[Start of Source material]

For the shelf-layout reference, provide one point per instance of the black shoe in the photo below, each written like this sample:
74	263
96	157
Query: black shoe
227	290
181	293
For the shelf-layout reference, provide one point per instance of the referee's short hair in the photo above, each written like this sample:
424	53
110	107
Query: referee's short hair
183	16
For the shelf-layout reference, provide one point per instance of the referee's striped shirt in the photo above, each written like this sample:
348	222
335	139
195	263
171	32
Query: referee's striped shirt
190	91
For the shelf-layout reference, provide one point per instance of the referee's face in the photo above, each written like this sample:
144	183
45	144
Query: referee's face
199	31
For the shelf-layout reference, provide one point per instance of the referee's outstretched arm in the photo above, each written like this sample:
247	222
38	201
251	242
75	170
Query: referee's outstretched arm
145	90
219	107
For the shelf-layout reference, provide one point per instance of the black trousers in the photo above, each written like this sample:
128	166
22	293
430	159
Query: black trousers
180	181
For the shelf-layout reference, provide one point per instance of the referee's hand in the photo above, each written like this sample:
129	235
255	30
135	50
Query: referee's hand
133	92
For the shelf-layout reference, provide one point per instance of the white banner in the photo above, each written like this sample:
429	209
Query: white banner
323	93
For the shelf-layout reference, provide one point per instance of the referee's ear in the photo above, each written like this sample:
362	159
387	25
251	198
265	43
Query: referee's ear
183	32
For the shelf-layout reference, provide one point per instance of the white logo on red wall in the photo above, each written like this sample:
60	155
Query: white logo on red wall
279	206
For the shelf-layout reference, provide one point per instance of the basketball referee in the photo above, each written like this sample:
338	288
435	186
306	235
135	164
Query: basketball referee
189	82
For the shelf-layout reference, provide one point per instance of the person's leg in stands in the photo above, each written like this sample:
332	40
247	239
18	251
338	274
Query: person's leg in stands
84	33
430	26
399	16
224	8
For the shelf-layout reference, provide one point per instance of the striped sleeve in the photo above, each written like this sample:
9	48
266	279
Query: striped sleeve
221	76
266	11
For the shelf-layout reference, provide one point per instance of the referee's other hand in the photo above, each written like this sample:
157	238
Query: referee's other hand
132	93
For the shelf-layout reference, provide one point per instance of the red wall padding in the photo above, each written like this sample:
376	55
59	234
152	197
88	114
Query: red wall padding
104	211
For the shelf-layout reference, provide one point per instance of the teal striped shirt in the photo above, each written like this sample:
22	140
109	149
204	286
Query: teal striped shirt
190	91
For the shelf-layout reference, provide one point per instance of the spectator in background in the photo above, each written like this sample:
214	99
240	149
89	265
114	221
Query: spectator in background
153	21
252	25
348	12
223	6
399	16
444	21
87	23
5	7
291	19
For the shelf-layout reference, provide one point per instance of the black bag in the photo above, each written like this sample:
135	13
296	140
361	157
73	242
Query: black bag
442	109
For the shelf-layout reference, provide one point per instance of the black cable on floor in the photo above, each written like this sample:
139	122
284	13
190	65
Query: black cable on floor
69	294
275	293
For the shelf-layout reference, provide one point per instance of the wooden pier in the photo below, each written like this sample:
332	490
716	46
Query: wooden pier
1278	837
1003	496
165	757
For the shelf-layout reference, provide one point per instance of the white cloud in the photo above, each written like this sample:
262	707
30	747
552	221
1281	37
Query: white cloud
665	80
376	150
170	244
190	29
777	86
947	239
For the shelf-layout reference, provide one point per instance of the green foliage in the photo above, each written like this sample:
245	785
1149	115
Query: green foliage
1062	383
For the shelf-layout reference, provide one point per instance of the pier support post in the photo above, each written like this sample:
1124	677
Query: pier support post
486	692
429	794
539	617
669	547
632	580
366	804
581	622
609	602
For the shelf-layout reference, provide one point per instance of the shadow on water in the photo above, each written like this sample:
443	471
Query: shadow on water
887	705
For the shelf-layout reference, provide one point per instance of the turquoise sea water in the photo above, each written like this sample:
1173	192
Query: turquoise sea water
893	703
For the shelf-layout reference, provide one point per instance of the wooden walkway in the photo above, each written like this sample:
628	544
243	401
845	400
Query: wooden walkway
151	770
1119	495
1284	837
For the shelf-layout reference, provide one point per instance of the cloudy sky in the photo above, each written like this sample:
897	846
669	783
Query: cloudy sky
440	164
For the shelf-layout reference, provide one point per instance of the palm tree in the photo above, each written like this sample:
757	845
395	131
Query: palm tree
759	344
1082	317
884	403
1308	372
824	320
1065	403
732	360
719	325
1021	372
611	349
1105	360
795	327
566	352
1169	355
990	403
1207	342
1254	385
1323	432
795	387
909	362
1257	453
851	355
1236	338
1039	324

[End of Source material]

_Work required:_ Copy all of the data above line for line, without changing a thing.

_Solution:_
For the shelf-layout reference, provide one point per instance of the black shoe in the photo below, each written like this sample:
74	263
96	157
Query: black shoe
227	290
181	293
For the shelf-layout reference, provide one point per instance of the referee's short hair in the photo above, each written like this sample:
424	53
110	107
Query: referee's short hair
183	16
For the shelf-layout reference, provide one point per instance of the referee's striped shirt in the photo above, each written like this sample:
348	222
335	139
195	263
171	32
Query: referee's striped shirt
190	91
For the shelf-layout reference, provide one point per instance of the referee's face in the photo above, each written like this sample:
144	183
45	144
Query: referee's face
199	31
For the shelf-layout reference, provide one point per instance of the referee's outstretched arm in the photo above, each written like this sample:
247	222
38	201
251	242
75	170
Query: referee's outstretched arm
145	90
219	107
For the shelf-layout reference, provide one point per instance of the black trousers in the photo above, each written like this sample:
128	166
22	293
430	159
Query: black trousers
180	181
For the shelf-layout reference, provide one point per instance of the referee's hand in the photo above, each written like this sample:
129	235
255	30
135	50
Query: referee's hand
133	92
For the shelf-layout reference, provide one point per instance of the white banner in the photo above, each written like this sample:
429	209
Query: white banner
323	93
For the shelf-layout reference, provide one point per instance of the referee's ear in the photo above, each written like this sample:
362	159
387	25
251	198
265	43
Query: referee's ear
183	32
For the shelf-layout reference, provide one point per instance of the white logo on red wall in the photo above, each written like this sample:
60	155
Query: white logo on red wall
279	206
For the shelf-layout reference, provide one point per instance of the basketball referee in the photo above, each written like this sample:
338	288
435	186
306	235
135	164
Query: basketball referee
189	82
For the shelf-layout reference, provide one point per instance of the person's leg in stands in the photo above, each written like this sample:
332	40
247	239
18	251
338	274
Query: person's leg in stands
84	33
430	26
399	16
224	8
For the shelf-layout reference, provide one point per instance of the striped sleeve in the photo above, each written like this sample:
9	48
266	279
Query: striped sleeve
221	76
266	11
For the shelf-layout reference, provide one point per instance of the referee's other hand in the photo above, each written like this sample:
157	238
Query: referee's other hand
132	93
For the shelf-layout reference, provide one point per instance of the red wall padding in the photo above, each written like this sample:
376	55
59	234
152	197
88	114
Query: red wall padding
104	211
For the shelf-layout reference, provide one point per instance of the teal striped shirt in the photo above, each written like this sample:
22	140
109	149
204	286
Query: teal striped shirt
190	91
For the shelf-layout reference, provide one point per instance of the spectator in background in the photo above, each written like this sample:
214	99
240	149
89	265
114	221
Query: spectator in background
153	21
252	25
348	12
223	6
399	16
444	21
87	23
5	7
291	19
For the shelf-layout reference, provide one point per instance of the black bag in the photo above, each written like this sample:
135	13
296	140
361	157
73	242
Query: black bag
442	109
For the shelf-layout reference, provide one point per instance of the black cable on floor in the photo above, each written like this sample:
139	122
284	13
190	65
Query: black cable on floor
69	294
275	293
For the shelf-layout reference, provide one point per instance of the wooden pier in the photo below, each written like this sample:
332	490
716	46
Query: wooden pier
1278	837
1003	496
165	757
For the shelf-layout reference, provide one point per instance of the white cloud in the photo above, each written like this sample:
262	707
30	747
552	221
1281	37
Query: white cloud
665	80
376	150
170	244
190	29
777	86
947	239
For the shelf-layout reference, provide one point per instance of the green foliage in the photo above, each written like this sample:
245	785
1149	115
Query: green foliage
1062	383
For the shelf-layout reference, provide one point per instance of the pier support post in the photo above, each written like this sample:
1124	677
Query: pier support post
486	692
429	794
539	617
669	547
632	580
366	804
581	622
609	602
For the shelf-layout reference, provide one point per instance of the shadow on water in the photo above, each written like this sample:
443	471
Query: shadow on water
887	705
For the shelf-layout reference, provide one point per instance of the turquoise sea water in the photo above, each written like this sample:
1173	192
Query: turquoise sea water
893	703
For the shelf-layout reference, provide one point per instance of the wooden walkway in the photo above, each written like this sample:
628	544
243	401
845	400
Query: wooden walkway
151	770
1119	495
1284	837
For the shelf-layout reference, provide one point per instance of the cloudy sky in the photo above, each written like this sample:
897	846
669	783
Query: cloudy sky
440	164
For the shelf-layout reference, provide one point per instance of the palm tree in the photo above, each written like this sample:
757	845
395	131
Query: palm tree
759	344
1082	317
884	403
1308	372
824	320
1065	403
732	360
719	325
1021	372
611	349
1105	360
795	327
566	352
1169	355
990	403
1207	342
1254	385
1323	432
795	387
909	362
1257	453
851	355
1236	338
1039	324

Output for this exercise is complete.